> _TASK DESCRIPTION_
Produce an exact copy of the lines from the line that contains "Pointing guideline: for each instance of the seated" to the end of the listing below.

> _MATERIAL FOR THIS EXERCISE_
▼

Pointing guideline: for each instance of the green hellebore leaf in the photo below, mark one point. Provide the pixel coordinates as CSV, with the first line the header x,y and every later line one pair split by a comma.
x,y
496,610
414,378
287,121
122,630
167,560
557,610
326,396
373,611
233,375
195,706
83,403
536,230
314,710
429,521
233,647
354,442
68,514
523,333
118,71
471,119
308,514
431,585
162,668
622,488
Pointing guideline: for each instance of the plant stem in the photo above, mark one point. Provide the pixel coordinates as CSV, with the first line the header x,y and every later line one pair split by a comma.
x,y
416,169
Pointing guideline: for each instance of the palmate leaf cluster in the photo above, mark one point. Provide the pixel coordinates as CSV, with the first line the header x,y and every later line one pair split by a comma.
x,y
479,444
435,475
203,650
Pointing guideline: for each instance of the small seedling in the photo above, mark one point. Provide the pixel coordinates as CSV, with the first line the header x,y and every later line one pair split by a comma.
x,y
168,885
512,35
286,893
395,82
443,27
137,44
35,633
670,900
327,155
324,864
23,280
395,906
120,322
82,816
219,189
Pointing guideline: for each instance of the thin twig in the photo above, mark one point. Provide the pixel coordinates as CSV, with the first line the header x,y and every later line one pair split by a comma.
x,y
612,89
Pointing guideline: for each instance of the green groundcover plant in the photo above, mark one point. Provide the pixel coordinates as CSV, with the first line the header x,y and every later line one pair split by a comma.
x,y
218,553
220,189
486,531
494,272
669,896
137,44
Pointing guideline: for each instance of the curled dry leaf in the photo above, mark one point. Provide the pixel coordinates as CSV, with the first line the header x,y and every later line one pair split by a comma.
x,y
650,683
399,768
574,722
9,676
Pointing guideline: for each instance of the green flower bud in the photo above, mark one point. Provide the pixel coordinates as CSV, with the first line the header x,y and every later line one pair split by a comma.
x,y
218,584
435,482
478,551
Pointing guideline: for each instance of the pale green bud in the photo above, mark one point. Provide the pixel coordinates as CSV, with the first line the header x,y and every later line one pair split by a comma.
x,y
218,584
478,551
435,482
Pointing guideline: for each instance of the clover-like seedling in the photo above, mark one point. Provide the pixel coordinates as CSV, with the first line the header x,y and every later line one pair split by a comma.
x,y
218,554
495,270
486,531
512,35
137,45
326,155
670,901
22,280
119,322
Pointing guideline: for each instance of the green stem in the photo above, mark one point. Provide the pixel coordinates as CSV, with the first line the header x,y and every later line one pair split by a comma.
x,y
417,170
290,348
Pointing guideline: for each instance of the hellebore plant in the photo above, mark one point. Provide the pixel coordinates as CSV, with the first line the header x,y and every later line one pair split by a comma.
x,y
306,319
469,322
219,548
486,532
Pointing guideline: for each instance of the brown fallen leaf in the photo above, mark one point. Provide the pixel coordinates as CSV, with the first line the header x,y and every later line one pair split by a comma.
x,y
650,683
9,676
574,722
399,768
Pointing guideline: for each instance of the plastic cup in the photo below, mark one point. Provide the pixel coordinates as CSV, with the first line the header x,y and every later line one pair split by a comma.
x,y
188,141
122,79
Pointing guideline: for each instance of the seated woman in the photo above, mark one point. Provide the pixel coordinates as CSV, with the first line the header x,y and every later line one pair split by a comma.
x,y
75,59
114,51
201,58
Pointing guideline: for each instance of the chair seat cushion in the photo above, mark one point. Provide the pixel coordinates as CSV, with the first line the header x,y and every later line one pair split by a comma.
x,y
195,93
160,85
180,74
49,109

▲

> _ANSWER FOR THE TASK_
Pointing guideline: for each instance of the seated woman in the photo above, mark one point. Provide the pixel coordinates as CSV, with the first line the header x,y and every later line one pair split by a comma.
x,y
75,59
114,51
201,58
Pointing guideline: for each instance of the chair seat cushion in the photo above, mark one point. Provide the pixel coordinates as CSV, with the first line the header x,y and every later line one pair split by a comma.
x,y
195,93
160,85
180,74
49,109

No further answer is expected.